Items stored from a collection
* * *
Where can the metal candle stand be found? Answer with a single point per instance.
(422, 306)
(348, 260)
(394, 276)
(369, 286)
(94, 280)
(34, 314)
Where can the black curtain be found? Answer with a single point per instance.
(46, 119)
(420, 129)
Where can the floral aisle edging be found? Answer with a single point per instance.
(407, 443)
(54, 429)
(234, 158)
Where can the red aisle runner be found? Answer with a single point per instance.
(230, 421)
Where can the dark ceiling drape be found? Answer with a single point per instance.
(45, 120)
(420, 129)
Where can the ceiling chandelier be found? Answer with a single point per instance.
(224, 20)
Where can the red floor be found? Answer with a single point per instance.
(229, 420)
* * *
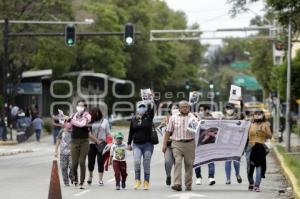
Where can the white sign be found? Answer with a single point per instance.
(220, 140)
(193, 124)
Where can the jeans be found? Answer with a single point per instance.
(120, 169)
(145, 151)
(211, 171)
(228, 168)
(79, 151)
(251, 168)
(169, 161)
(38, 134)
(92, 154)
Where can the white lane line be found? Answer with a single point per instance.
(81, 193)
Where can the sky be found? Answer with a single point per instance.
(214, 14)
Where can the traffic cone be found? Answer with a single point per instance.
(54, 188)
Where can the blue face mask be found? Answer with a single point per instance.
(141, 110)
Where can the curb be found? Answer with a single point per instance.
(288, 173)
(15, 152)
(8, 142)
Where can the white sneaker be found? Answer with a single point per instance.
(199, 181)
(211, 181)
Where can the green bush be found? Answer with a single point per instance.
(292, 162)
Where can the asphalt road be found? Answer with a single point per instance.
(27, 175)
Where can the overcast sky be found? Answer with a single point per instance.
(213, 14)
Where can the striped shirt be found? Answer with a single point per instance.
* * *
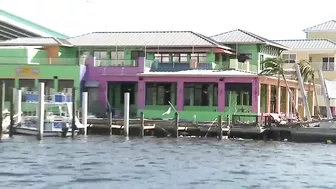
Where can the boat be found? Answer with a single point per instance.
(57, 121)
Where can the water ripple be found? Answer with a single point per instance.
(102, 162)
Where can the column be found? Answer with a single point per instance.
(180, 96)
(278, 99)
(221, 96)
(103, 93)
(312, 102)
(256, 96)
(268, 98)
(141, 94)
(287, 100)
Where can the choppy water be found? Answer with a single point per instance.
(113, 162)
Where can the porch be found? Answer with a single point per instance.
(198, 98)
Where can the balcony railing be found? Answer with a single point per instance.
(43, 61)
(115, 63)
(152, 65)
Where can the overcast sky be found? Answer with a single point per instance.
* * *
### [Exercise]
How many lines in the items above contain the string "water"? Tally only matches with the same case, and reply with the number alone.

### [Correct output]
2